▶ TASK STATEMENT
What is needed here is an exact repetition of the records below, beginning at the line that has "of the layered" and stopping after the line that has "of the weathered".

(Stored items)
━━━━━━━━━━━━━━━━━━━━━━━━━━━━━━

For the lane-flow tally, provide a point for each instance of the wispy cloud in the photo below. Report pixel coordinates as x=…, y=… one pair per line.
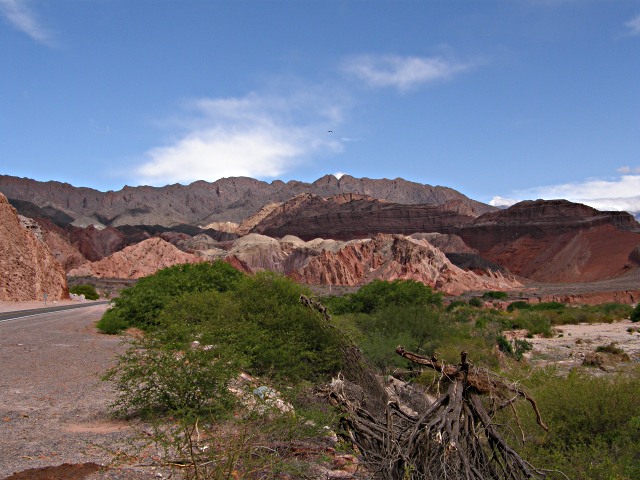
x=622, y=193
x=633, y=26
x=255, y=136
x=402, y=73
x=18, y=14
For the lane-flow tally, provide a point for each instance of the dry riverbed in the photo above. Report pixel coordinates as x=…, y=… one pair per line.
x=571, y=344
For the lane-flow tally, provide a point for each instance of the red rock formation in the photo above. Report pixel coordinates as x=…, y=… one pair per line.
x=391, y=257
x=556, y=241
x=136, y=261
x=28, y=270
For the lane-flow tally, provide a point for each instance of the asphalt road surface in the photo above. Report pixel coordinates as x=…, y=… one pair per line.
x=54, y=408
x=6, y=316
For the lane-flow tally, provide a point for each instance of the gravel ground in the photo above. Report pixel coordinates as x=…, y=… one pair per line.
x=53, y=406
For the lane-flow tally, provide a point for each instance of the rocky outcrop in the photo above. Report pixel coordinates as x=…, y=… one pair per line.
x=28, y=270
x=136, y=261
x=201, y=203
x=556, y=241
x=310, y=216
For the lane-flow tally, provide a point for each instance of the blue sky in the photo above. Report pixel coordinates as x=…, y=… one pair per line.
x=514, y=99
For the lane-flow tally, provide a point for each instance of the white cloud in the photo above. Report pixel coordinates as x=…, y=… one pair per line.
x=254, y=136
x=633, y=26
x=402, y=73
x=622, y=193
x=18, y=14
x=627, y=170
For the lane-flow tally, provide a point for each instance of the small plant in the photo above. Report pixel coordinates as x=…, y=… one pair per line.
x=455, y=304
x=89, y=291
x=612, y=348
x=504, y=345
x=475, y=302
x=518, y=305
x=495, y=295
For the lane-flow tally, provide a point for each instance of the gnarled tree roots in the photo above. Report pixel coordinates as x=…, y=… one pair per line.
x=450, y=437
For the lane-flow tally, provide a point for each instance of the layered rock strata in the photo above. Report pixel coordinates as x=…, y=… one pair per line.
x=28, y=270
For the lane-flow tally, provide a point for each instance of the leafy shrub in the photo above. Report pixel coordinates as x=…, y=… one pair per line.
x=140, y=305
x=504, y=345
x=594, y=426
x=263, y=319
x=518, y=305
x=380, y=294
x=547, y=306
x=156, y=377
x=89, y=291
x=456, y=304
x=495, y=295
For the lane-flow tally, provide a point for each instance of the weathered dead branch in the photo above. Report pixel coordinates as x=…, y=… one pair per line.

━━━━━━━━━━━━━━━━━━━━━━━━━━━━━━

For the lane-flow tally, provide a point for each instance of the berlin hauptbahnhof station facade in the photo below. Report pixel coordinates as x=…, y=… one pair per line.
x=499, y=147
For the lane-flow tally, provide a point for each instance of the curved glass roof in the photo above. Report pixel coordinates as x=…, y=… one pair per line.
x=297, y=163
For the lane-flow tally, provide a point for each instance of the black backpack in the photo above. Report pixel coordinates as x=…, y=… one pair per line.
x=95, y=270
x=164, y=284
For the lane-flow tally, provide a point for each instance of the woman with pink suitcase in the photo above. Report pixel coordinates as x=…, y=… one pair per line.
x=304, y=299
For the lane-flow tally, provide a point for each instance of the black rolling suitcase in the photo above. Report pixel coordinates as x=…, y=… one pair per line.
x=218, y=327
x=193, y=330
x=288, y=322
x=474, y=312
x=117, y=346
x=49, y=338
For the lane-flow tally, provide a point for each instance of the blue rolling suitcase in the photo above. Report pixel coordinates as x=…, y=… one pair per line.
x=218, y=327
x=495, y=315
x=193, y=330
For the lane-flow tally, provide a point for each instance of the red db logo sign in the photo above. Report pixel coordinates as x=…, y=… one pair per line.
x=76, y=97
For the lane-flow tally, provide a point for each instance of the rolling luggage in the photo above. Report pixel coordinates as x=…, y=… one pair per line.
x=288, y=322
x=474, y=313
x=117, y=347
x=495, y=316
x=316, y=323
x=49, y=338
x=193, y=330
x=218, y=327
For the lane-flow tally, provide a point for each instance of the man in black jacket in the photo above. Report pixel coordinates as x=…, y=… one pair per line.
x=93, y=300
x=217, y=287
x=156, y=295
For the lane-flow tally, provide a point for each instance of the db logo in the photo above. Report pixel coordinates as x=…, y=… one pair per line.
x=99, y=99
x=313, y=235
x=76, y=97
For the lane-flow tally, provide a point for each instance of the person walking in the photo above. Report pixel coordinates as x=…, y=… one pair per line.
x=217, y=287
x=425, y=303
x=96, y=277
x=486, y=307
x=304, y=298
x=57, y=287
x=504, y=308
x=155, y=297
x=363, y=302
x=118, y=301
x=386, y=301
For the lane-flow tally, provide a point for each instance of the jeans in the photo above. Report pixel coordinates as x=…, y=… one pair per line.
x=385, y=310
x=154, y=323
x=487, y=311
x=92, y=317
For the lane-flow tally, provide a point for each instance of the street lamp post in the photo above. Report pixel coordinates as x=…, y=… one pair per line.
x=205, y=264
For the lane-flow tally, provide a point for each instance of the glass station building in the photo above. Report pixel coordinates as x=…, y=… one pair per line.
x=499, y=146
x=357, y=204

━━━━━━━━━━━━━━━━━━━━━━━━━━━━━━

▶ RESULT OF THE TASK
For the lane-flow tally, provide a point for each instance of the layered rock strata in the photo above. Report pixel coordinates as x=…, y=… one pair per line.
x=28, y=270
For the lane-flow tally, provide a point for each instance of the leafy shrub in the photo above. Report pixel coordinates as x=…, y=… one pair per line.
x=140, y=305
x=504, y=345
x=594, y=426
x=263, y=319
x=518, y=305
x=380, y=294
x=547, y=306
x=156, y=377
x=89, y=291
x=456, y=304
x=495, y=295
For the lane-flow tally, provide a point for each instance of the weathered dead branch in the photo above. Report pixel coordinates as x=…, y=… one pair per line.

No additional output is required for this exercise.